• _EXCERPT_:
There have been many studies examining risk factors for complications in expander-based breast reconstruction after mastectomy, and some patient factors have been identified as risk factors. However, most of the previous studies were based on Caucasian patients.

Methods:

Asian patients who had a tissue expander placed for immediate breast reconstruction between January 2006 and December 2015 (363 patients and 371 expanders) were analyzed retrospectively. Univariate and multivariate analyses were performed to elucidate risk factors for complications.

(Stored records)
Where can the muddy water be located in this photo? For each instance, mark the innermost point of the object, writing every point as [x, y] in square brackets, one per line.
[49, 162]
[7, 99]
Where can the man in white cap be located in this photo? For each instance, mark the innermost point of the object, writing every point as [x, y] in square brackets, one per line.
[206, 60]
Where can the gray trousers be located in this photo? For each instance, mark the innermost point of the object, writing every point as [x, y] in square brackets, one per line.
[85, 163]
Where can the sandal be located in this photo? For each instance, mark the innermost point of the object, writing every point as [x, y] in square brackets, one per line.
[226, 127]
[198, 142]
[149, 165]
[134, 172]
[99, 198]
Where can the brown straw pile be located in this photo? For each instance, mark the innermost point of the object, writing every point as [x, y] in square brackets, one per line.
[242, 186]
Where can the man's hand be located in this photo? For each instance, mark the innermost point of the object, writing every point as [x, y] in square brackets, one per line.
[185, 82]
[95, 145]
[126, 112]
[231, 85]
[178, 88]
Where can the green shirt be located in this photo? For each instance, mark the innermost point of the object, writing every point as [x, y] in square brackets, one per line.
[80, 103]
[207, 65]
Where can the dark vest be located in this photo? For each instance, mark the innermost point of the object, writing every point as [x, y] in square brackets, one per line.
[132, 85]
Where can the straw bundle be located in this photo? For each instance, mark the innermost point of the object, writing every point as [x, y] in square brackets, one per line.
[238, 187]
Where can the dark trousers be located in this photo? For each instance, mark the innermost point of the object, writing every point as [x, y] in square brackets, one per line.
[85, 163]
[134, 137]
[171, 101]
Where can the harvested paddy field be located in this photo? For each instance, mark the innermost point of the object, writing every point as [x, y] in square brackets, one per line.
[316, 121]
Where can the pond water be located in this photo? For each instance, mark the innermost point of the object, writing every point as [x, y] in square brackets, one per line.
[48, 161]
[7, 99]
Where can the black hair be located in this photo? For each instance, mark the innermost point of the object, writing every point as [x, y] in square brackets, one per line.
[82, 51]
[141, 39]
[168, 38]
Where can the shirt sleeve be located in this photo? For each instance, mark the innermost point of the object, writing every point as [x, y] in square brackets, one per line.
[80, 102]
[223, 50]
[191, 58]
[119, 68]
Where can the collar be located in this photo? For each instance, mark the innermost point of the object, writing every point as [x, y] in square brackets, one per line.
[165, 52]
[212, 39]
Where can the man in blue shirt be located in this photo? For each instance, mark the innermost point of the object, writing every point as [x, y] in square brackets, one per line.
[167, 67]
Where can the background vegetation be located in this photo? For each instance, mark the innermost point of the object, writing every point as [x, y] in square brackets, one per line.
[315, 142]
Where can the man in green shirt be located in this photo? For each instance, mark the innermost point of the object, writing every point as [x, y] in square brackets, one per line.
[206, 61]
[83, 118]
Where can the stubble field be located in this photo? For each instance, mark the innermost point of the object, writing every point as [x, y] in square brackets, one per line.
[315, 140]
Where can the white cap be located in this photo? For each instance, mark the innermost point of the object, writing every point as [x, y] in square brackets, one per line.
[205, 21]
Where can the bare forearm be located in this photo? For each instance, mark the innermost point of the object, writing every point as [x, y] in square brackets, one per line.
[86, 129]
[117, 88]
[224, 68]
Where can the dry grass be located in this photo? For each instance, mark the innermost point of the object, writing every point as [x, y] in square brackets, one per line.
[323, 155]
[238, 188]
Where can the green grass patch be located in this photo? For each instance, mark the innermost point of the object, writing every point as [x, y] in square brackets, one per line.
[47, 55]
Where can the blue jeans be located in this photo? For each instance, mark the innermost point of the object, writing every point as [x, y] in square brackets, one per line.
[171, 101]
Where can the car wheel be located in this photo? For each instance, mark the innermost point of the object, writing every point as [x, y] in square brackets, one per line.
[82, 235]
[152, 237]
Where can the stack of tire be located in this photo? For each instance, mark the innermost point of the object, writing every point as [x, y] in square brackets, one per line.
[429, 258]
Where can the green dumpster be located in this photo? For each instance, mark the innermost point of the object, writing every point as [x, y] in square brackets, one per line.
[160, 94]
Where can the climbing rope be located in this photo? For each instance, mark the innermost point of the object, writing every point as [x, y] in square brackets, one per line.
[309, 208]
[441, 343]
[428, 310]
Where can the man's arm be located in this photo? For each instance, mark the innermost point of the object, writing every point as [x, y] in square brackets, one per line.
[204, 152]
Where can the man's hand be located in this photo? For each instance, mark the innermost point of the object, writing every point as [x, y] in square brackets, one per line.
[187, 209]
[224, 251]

• _DIRECTIONS_:
(a) For each statement below, decide whether it agrees with the breast reconstruction excerpt. Answer yes or no, and quote the words of the excerpt that settle it.
(i) Most earlier studies of risk factors in this type of reconstruction were based on Caucasian patients.
(ii) The patients in this study were analyzed prospectively.
(iii) The study covered 371 tissue expanders.
(b) Answer these questions from the breast reconstruction excerpt.
(i) After what operation is the expander-based breast reconstruction performed?
(ii) Between which dates were the tissue expanders placed?
(iii) Which analyses were performed to find risk factors for complications?
(c) Continue the breast reconstruction excerpt from the point where it stops.

• _SOLVED TASKS_:
(a)
(i) Yes: "most of the previous studies were based on Caucasian patients"
(ii) No: "were analyzed retrospectively"
(iii) Yes: "363 patients and 371 expanders"

(b)
(i) Mastectomy.
(ii) Between January 2006 and December 2015.
(iii) Univariate and multivariate analyses.

(c)
Results:

The rate of skin necrosis was significantly higher in nipple-sparing mastectomy than in other types of mastectomies (12 patients among 107 patients, P = 0.001). The weight of the resected specimen was significantly higher in the group with complications than in the group without complications (444 g compared with 363 g, P = 0.027). Other factors (age, body mass index, smoking, expander type, preoperative chemotherapy, axillary dissection) had no significant effect on complications. Multivariate analysis with a logistic regression showed that a large breast (over 500 g) was the only significant risk factor for complications, with an odds ratio of 3.20 and a 95% confidence interval of 1.33–7.54 (P = 0.010).

Conclusion:

In this series of Asian patients, breast size, rather than body mass index, is the most important predictor for complications in expander-based breast reconstruction.